Itens de um conjunto de dados
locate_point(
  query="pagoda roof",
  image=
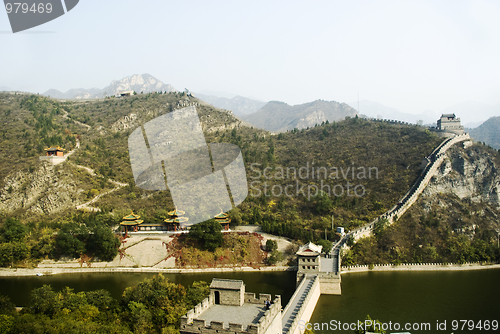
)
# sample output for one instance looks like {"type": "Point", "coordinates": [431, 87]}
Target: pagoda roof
{"type": "Point", "coordinates": [131, 216]}
{"type": "Point", "coordinates": [134, 222]}
{"type": "Point", "coordinates": [221, 215]}
{"type": "Point", "coordinates": [176, 212]}
{"type": "Point", "coordinates": [176, 220]}
{"type": "Point", "coordinates": [55, 148]}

Tarefa: Converta todas as linhas dos itens acima em uma lista JSON de strings, uma string por linha, sem as linhas em branco. Deixe as imagens fora da resposta.

Resposta:
[
  "locate_point(",
  "  query=\"pagoda roof\",",
  "  image=",
  ")",
  "# sample output for one instance looks like {\"type\": \"Point\", \"coordinates\": [431, 87]}",
  "Target: pagoda roof",
  "{\"type\": \"Point\", \"coordinates\": [131, 216]}",
  "{\"type\": \"Point\", \"coordinates\": [134, 222]}",
  "{\"type\": \"Point\", \"coordinates\": [221, 215]}",
  "{\"type\": \"Point\", \"coordinates\": [176, 212]}",
  "{\"type\": \"Point\", \"coordinates\": [176, 220]}",
  "{\"type\": \"Point\", \"coordinates\": [55, 148]}"
]